Below you will find a set of lines. Repeat them all exactly.

------------------------------------------------

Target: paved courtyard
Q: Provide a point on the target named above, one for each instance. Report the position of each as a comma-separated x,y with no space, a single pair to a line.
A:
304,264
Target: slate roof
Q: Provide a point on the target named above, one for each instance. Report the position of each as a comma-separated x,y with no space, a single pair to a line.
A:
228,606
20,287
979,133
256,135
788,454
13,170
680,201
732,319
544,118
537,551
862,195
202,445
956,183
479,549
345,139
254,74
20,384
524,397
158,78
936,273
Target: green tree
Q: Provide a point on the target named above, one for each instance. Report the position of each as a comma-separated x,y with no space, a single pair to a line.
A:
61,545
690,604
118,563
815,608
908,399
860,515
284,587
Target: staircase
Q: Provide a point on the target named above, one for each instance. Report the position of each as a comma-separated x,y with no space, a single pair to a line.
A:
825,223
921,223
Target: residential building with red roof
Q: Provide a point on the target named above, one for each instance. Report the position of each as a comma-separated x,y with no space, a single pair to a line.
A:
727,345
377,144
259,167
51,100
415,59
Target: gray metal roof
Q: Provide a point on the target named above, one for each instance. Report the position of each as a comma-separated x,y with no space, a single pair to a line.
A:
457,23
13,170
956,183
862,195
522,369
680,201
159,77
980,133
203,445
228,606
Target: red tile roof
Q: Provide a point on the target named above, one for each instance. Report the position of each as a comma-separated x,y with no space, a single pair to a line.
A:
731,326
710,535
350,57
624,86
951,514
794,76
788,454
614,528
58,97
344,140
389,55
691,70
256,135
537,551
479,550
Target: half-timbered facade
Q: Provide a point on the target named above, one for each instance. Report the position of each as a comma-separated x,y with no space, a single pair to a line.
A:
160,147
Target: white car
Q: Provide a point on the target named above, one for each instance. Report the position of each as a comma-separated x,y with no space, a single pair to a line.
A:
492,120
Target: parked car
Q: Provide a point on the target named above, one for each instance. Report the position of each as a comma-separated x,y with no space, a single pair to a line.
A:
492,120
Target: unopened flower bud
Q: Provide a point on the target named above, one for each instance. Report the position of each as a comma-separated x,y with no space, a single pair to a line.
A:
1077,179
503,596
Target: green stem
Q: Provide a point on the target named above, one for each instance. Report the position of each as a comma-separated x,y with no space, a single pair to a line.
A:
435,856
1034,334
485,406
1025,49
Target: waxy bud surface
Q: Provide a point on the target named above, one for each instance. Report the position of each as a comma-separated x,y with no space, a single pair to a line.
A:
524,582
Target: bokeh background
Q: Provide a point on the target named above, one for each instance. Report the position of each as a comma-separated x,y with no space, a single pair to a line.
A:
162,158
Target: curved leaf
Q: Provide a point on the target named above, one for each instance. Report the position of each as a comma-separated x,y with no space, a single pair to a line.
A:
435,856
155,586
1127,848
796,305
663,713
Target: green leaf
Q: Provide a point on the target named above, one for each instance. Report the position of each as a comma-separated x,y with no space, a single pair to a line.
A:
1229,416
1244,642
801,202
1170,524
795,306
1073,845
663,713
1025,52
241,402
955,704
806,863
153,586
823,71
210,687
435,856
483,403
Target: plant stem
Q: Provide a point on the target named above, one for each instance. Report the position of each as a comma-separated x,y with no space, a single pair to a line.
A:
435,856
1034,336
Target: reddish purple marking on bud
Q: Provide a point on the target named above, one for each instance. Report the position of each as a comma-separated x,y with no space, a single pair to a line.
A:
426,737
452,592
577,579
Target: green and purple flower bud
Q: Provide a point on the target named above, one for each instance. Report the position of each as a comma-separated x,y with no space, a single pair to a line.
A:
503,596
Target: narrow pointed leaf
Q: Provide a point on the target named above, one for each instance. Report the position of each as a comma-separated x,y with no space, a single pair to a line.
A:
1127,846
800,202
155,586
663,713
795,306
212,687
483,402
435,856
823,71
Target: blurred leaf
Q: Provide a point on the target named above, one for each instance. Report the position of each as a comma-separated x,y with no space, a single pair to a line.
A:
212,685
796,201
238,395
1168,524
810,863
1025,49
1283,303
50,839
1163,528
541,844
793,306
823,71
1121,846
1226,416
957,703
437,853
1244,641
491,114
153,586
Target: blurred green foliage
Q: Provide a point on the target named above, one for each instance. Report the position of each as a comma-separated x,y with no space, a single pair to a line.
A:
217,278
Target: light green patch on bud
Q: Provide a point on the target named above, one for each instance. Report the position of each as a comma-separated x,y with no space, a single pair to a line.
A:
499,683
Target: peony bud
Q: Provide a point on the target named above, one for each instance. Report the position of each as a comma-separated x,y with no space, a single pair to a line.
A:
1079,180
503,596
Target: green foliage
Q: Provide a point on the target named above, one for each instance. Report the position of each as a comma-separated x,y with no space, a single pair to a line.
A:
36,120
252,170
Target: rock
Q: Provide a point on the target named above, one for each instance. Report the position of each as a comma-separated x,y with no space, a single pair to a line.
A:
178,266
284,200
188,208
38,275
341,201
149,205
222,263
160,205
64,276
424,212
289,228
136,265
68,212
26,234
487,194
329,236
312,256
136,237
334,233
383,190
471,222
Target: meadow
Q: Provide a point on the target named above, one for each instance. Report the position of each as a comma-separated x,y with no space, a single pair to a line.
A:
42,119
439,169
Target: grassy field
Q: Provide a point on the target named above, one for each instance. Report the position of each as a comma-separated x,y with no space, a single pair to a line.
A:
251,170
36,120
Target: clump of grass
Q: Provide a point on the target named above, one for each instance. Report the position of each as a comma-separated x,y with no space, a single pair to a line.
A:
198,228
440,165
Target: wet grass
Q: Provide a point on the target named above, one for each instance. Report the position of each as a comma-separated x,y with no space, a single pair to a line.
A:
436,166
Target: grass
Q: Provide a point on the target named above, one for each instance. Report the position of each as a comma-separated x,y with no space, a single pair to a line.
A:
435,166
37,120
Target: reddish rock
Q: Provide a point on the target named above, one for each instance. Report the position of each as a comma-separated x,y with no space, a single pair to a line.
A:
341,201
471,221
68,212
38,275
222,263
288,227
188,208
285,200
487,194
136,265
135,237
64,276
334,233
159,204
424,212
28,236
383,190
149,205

------------------------------------------------

-- Response --
Target: paved courtyard
Q: Provide a point on the target named above, one for each instance. Report the position of each as a comma-separated x,y with no space, a single pair to a line.
A:
304,264
Target: slate roof
Q: Provide a point on the target named above, one for each instance. Report the position of each as a comma-separated x,y with no space, a single pair to a line.
A:
228,606
20,287
979,133
256,135
788,454
13,170
680,201
732,319
544,118
537,551
862,195
202,445
956,183
479,549
345,139
254,74
20,384
524,397
158,78
936,273
Target: green tree
Q: Provide a point on the target named above, one for each instance. Report the position of each as a comma-separated x,y with no space, a single pair to a line.
A:
61,545
690,604
118,563
815,608
908,399
860,515
284,587
Target: staircase
Q: Provide a point on the target named above, one for each instance. Report the position of each as a comma-separated x,y with no space, a single pair to a line.
A:
825,223
921,223
Target: residential building with red roof
Q: Provide a point on the target named above, one for each instance. Report the position of each as a comma-separated x,y with no space, a single pair to a line.
A:
727,345
377,144
259,167
51,100
415,59
Target: gray metal roof
Q: Provide a point on the target named above, one for each instance. Report the position of each as a comma-separated x,y with no space, a single pair to a line.
A:
457,23
13,170
956,183
862,195
522,369
680,201
159,77
980,133
203,445
228,606
Target: red tile roof
Q: Provide a point on the target named above, one for each instance. Report the position of each as a comma-separated x,y with no space, a single pair to a line.
A:
731,326
710,535
350,57
624,86
951,514
794,76
788,454
614,528
58,97
344,140
389,55
691,70
256,135
537,551
479,550
Target: half-timbered facade
Q: Provide a point on the target named above, one for each instance. Report the position of each as a comma-separated x,y with no space, a single pair to a line.
A:
160,147
Target: white car
Q: Provide a point on the target named above, one for each instance. Report the position of each as a comma-separated x,y with no space, a single pair to a line.
A:
492,120
Target: parked car
Q: Provide a point on the target named above, one for each instance. Report the position of each as a comma-separated x,y with no space, a single pair to a line.
A:
492,120
Target: unopened flower bud
Q: Provide a point on the target named above, one for each instance. Report the position of each as a comma-separated x,y with no space, a single pair to a line.
A:
1077,179
503,596
Target: green stem
Q: Provide a point on the target named above, one for each instance. Report the position of each as a comma-separated x,y with no space, a single pair to a line.
A:
435,856
1034,334
485,406
1025,49
Target: waxy bud surface
Q: Provide a point on the target named above, one for each instance. Report the position of each as a comma-separated x,y with no space, a single pair to a line.
A:
524,582
Target: bokeh background
Q: Provide a point on the target named above, one for each instance. Report the position of each as a comma-separated x,y with no space, a single pair to a line.
A:
162,158
Target: curved leaf
Q: Provide a point on the target named above, one for each instance. Report the position of each as a comma-separated x,y with no space, a single pair to a line.
A:
435,856
155,586
1127,848
796,305
663,713
Target: green leaf
Q: Provide a point on the target named above, one for each instance. Report the position of each as a comma-separated x,y with no space, a single pair to a line.
A:
1229,416
1244,642
801,202
1170,524
795,306
1073,845
663,713
1025,52
241,402
955,704
806,863
153,586
823,71
210,687
435,856
483,403
Target: plant stem
Q: Provide a point on the target named above, one for each instance. Report the position of each as a comma-separated x,y with no space, a single pair to a line.
A:
435,856
1034,336
Target: reddish purple marking on bud
Q: Provide a point on the target named above, one for each instance. Report the position of each as a comma-separated x,y with no space, a single pair to a line.
A:
426,737
452,592
577,579
Target: green and purple flower bud
Q: Provide a point on the target named above, one for each instance. Report the position of each as a comma-separated x,y with no space, a single pair to a line.
A:
503,596
Target: narrow pointed leaf
Q: Provide a point on the target named above, one for each instance. Report the position of each as a comma-separated x,y with no space, a single pair to a line.
A:
1127,846
800,202
155,586
663,713
795,306
212,687
483,402
435,856
823,71
Target: blurred leaf
Q: Provide a point on the target named above, one for each instance. Report the position of each as a comma-separated x,y with no space, a single pair to a line.
A:
212,685
796,201
238,395
1168,524
810,863
1025,49
1283,303
50,839
1163,528
541,844
793,306
823,71
1121,846
1226,416
957,703
437,853
1244,641
491,114
153,586
Target: blurred green foliage
Q: Provide a point on the target named above, one for each instance. Report the position of each as a comma-separated x,y with no space, a single pair to a line.
A:
217,278
Target: light green patch on bud
Q: Provide a point on the target named above, one for each instance. Report the position of each as a comma-separated x,y with no space, a single pair to a line.
A:
499,683
Target: peony bud
Q: Provide a point on the target named above, one for each instance. Report the position of each as a comma-separated x,y with no space, a single pair to a line.
A:
1079,180
503,596
Target: green foliage
Q: Provide a point on the target named above, one for each instance. Report the position of each as a comma-separated x,y with no space, a single pair to a line.
A:
36,120
252,170
Target: rock
Q: Provide a point on the target named above, one for each instance. Report the position of each as a comma-separated x,y with no space, a single pair to a line.
A:
178,266
284,200
188,208
38,275
341,201
149,205
222,263
160,205
64,276
424,212
289,228
136,265
68,212
26,234
487,194
329,236
312,256
136,237
334,233
383,190
471,222
Target: meadow
Q: Provide a point on the target named above, one for each instance. Report the position of each as a comma-separated x,y with no space, a single pair to a line.
A:
42,119
439,169
Target: grassy field
Q: Provide a point on the target named above, one for each instance. Report the position of each as a comma-separated x,y with no space, a single pair to a line.
A:
251,170
36,120
Target: clump of grass
Q: Provide a point on the target named above, one for each instance. Report the position of each as a comma-separated x,y with no space, a single pair to a line.
A:
198,228
440,165
Target: wet grass
Q: Provide a point on the target named above, one for each instance. Report the position of each as a comma-separated x,y with no space, a single pair to a line.
A:
436,166
Target: grass
Q: Provide a point on the target named above, one for each instance. Report the position of each as a comma-separated x,y with no space, a single pair to a line.
A:
435,166
37,120
Target: reddish rock
Q: Provide a point on the target named above, one for each instance. Report the position of each as a comma-separated x,y with no space, a single pair to a line.
A:
341,201
471,221
68,212
38,275
222,263
288,227
188,208
285,200
487,194
136,265
135,237
64,276
334,233
159,204
424,212
28,236
383,190
149,205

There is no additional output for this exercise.